Raw data:

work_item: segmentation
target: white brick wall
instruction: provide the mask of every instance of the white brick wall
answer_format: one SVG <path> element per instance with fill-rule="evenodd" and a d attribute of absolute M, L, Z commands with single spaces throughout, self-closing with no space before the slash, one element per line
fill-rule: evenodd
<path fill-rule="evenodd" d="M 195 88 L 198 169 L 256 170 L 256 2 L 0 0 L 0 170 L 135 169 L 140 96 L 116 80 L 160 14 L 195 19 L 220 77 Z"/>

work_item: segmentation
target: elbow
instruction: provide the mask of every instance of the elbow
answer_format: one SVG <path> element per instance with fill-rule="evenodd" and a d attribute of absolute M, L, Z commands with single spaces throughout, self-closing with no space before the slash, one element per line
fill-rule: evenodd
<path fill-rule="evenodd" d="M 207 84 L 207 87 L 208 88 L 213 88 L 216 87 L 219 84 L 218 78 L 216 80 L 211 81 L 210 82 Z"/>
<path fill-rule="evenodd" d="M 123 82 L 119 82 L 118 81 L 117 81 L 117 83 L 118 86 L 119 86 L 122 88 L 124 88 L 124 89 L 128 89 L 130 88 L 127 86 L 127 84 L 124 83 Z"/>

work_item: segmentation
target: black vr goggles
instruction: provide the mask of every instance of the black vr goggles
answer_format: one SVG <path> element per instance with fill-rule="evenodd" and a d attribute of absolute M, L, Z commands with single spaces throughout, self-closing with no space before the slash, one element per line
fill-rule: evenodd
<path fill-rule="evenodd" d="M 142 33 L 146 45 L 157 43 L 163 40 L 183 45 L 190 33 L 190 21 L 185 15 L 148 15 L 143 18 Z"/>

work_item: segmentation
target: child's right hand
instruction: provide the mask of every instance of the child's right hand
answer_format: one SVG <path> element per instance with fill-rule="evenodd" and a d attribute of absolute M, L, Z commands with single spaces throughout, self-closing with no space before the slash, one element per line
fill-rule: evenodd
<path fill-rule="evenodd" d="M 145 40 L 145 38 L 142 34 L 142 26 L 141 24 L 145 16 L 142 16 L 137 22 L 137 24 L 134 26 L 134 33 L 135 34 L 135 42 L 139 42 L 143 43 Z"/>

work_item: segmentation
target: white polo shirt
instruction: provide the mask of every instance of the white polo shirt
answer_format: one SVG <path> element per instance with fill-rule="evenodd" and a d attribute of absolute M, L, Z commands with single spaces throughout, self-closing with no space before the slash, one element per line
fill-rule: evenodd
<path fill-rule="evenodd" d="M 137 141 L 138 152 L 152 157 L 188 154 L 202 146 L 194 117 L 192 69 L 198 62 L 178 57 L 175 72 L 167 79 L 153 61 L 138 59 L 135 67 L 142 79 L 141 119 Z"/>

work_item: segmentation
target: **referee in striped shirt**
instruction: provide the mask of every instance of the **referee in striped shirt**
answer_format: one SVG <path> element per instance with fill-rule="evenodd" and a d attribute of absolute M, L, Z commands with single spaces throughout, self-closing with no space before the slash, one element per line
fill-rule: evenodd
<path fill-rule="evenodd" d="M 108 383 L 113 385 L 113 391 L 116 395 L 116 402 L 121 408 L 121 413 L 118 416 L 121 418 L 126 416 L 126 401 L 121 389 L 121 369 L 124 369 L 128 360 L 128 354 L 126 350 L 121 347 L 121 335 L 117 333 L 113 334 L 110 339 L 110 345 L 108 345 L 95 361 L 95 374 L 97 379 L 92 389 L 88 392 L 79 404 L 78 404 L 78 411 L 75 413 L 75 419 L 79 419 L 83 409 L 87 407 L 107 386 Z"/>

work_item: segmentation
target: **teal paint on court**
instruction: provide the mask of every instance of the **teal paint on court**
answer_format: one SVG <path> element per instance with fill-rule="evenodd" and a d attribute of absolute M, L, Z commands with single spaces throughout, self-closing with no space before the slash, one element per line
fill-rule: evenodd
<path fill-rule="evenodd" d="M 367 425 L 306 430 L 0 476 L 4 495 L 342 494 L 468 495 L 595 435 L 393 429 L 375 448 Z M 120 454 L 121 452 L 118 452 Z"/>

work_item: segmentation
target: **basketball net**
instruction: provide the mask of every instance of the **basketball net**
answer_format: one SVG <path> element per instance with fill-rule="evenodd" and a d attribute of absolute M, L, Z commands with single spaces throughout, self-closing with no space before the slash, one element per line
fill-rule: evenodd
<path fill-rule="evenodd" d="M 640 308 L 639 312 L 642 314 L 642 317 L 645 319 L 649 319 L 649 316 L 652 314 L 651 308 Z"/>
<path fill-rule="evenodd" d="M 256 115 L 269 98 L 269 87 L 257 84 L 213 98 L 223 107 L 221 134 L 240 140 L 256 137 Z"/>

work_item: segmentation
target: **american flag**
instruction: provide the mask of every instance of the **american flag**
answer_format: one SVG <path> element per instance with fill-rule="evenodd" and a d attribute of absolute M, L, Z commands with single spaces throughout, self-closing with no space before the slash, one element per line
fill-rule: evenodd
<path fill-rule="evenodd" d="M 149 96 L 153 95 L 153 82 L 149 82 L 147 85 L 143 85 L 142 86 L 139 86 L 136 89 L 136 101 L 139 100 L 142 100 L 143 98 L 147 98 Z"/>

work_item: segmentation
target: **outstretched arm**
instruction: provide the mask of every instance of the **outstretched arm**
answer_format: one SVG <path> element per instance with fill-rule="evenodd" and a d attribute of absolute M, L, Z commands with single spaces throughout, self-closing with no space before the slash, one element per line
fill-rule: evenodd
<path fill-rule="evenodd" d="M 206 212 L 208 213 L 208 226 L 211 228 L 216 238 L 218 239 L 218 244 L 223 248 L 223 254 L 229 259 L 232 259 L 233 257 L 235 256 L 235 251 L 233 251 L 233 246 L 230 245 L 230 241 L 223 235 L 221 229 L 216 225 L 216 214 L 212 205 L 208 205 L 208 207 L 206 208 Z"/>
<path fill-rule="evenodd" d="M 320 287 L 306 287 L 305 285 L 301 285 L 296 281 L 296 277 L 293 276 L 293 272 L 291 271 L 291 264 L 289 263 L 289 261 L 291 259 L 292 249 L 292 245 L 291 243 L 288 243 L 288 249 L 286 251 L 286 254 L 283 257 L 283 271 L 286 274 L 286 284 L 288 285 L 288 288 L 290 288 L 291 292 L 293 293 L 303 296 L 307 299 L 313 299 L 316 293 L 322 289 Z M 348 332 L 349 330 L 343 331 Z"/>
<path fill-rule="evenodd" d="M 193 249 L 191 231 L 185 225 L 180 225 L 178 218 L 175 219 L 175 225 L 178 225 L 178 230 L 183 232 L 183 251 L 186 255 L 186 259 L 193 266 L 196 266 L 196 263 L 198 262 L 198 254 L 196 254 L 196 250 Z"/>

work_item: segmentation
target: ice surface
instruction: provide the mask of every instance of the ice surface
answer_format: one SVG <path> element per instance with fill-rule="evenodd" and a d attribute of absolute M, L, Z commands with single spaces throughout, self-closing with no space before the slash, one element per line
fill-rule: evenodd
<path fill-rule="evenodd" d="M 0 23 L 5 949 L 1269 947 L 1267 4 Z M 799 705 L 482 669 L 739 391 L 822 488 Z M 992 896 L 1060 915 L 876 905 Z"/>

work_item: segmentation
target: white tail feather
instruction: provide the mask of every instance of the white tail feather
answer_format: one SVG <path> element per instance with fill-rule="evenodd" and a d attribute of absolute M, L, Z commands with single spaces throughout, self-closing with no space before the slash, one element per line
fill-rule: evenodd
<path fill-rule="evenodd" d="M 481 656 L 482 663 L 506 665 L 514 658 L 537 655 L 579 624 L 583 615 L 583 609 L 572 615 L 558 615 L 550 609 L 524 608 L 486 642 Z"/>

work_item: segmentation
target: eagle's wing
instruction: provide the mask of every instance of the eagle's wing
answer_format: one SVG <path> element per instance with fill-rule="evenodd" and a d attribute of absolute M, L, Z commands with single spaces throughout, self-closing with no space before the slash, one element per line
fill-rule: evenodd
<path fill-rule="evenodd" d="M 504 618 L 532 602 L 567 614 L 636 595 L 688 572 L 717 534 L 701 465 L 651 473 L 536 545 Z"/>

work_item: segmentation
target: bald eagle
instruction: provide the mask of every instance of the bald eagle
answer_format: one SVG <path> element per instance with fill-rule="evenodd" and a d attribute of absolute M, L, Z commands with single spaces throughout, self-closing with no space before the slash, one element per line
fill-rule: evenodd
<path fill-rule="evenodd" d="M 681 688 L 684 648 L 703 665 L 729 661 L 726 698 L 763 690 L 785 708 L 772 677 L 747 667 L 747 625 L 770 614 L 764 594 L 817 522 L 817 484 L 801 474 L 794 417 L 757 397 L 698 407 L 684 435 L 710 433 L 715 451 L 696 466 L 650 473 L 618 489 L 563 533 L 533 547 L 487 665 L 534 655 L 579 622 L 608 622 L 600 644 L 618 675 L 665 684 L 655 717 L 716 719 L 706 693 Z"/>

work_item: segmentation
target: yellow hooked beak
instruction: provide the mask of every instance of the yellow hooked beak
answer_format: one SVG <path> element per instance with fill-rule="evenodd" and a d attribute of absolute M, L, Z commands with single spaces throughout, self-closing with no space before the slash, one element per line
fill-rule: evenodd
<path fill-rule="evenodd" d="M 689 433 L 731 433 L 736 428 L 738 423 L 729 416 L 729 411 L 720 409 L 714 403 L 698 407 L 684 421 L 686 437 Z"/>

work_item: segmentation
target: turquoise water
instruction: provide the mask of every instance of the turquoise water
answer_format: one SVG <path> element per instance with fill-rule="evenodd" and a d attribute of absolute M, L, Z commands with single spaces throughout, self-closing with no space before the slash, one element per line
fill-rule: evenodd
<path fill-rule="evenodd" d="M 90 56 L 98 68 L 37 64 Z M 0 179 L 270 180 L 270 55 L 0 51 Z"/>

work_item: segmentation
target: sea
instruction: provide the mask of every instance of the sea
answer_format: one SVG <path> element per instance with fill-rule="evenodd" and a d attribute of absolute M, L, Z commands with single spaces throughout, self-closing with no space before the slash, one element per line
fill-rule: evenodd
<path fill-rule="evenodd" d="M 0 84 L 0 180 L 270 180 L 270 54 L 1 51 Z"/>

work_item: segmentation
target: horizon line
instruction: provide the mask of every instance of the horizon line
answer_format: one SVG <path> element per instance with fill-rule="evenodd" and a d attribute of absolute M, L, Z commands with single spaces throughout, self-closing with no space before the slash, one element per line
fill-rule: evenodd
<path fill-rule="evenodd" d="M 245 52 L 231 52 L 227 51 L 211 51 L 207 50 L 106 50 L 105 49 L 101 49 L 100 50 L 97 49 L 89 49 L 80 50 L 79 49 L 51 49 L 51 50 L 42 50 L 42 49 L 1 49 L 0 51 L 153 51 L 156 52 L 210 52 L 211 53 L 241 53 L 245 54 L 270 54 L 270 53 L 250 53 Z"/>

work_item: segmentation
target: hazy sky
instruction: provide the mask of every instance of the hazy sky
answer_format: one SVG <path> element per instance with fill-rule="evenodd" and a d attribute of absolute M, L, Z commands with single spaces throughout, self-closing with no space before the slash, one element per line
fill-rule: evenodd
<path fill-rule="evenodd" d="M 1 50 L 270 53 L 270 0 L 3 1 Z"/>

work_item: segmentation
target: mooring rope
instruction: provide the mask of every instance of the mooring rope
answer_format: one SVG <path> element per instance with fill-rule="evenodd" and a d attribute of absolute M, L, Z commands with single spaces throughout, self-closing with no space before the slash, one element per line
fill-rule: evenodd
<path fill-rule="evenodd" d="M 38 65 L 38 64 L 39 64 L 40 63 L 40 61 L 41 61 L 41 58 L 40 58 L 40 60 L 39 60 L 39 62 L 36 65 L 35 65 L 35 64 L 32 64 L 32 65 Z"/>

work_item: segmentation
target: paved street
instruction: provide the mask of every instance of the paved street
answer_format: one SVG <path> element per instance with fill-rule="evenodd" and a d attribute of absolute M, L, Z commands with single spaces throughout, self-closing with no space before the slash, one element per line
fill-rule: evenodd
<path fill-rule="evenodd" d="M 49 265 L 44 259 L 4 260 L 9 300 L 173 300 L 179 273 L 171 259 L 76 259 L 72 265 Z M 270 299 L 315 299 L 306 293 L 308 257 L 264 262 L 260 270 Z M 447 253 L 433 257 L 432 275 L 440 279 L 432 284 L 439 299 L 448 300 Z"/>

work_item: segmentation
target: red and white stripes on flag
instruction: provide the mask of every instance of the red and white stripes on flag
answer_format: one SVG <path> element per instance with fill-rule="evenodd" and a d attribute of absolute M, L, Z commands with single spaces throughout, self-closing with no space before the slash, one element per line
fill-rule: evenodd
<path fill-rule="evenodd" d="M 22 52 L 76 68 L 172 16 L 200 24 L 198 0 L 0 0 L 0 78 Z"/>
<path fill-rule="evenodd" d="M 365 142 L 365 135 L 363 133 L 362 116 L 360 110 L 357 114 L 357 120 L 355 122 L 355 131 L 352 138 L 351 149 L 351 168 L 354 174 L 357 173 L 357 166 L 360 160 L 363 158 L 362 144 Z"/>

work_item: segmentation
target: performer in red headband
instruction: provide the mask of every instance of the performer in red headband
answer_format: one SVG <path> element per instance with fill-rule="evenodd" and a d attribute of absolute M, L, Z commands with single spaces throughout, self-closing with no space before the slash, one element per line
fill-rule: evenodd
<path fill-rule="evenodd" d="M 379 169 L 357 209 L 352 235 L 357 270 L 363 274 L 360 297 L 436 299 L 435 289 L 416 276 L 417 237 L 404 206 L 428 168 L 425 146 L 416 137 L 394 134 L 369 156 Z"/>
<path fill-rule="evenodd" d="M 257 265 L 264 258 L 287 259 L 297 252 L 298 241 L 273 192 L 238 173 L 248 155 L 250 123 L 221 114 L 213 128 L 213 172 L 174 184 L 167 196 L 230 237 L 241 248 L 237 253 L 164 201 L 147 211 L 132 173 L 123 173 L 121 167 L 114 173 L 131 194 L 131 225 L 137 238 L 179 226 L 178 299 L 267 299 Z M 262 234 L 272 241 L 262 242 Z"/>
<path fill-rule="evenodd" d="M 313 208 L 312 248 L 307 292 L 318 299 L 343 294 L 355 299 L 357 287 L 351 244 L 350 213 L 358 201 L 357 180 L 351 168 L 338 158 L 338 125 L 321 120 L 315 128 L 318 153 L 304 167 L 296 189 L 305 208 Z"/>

What is required: Collect every line of the lines above that contains the word "hand", and note that case counts.

Full answer:
target: child's right hand
instruction: provide the mask of every instance of the child's right hand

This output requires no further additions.